Data excerpts
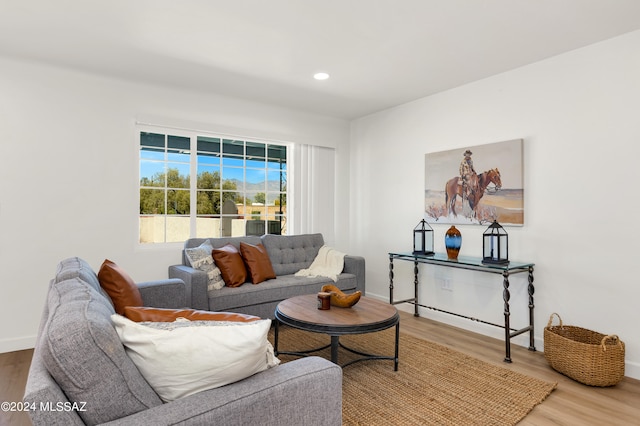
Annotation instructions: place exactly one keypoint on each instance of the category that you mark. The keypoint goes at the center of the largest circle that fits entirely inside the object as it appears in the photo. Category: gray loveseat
(81, 374)
(288, 254)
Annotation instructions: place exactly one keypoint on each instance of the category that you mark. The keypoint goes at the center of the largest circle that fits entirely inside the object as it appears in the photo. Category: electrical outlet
(447, 285)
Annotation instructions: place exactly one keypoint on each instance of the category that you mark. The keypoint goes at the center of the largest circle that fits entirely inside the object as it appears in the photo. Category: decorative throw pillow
(182, 358)
(231, 265)
(143, 313)
(257, 261)
(200, 258)
(119, 286)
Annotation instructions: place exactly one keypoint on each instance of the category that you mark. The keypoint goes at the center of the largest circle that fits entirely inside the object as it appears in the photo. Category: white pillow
(182, 358)
(200, 258)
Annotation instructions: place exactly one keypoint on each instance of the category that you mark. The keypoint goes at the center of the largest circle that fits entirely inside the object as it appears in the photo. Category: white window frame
(193, 190)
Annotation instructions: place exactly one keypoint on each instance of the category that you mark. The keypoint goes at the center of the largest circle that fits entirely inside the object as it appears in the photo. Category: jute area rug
(434, 385)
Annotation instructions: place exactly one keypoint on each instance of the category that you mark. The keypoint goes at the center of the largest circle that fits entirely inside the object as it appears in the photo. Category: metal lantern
(423, 238)
(495, 245)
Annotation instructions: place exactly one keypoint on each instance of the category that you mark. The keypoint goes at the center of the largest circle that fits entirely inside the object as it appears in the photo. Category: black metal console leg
(397, 357)
(275, 338)
(415, 285)
(531, 289)
(335, 343)
(391, 280)
(506, 295)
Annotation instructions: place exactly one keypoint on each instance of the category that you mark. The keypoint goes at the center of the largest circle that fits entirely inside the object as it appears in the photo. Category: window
(240, 187)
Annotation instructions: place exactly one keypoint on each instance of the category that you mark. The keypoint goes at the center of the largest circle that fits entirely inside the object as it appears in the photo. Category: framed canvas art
(476, 185)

Problem to solve
Convert all the lines of the entries above into a JSON list of strings, one string per line, with blank lines dropped and the pictures left out.

Task output
[
  "Annotation instructions: place exactly one keypoint on each instance of the category that you mark. The keypoint goes at the center of the largest circle that fits entirely inside the object as it appears in the photo. Category: gray loveseat",
  "(81, 374)",
  "(288, 254)",
  "Annotation instructions: place exactly one keypoint on each instance of the category that you mark. The keypoint goes at the center of the largest circle that fits entirely inside the object as it appears in the photo. Category: electrical outlet",
  "(447, 285)",
  "Annotation instructions: place exactly one keypoint on each instance of the category that you mark. The keypoint goes at the center of the largest circle that fits entirely inside the object as it appears in the photo. Category: decorative throw pillow",
  "(182, 358)",
  "(231, 265)",
  "(143, 313)",
  "(257, 261)",
  "(200, 258)",
  "(119, 286)",
  "Annotation instructions: place exactly one keypoint on each instance of the category that you mark. The keypoint goes at the center of the largest circle that fits entirely inside the object as it appears in the photo. Category: white pillow",
  "(182, 358)",
  "(200, 258)",
  "Annotation instructions: place exactly one keypoint on each instance of the category that you mark. The keypoint goes at the center of the largest circle that fits entirely inside the object as it appears in the photo. Category: white window frame",
  "(193, 190)",
  "Annotation instructions: place exactly one keypoint on each instance of the category that you mark. The keypoint goes at the center of the largest circle that fits entirely inside the object as it appears in the photo. Category: jute area rug",
  "(434, 385)",
  "Annotation instructions: place exactly one keypoint on each instance of the category that you mark. The keypoint goes at the center of the largest circle that fits entirely inside the object as it appears in the photo. Category: metal lantern",
  "(423, 238)",
  "(495, 245)",
  "Annotation instructions: place exactly one keypoint on each instance of the category that you mark. The keypoint goes at the center of the largest circle that fits entirely inside the object as it appears in the photo. Category: black metal console leg",
  "(397, 357)",
  "(275, 338)",
  "(415, 285)",
  "(531, 289)",
  "(335, 343)",
  "(391, 280)",
  "(506, 295)",
  "Annotation instructions: place exactly one keypoint on each instance of the category that you mark. The keypoint goes at the center of the largest circle that fits entirely inside the object as it appears in the photo. Category: window",
  "(240, 187)",
  "Annotation instructions: place exactly one keypoint on each instance of the category that you mark. The keypoint goes at the center of the largest circle that fits entirely inside the object as it appears in the photo. Category: framed canvas art",
  "(476, 185)"
]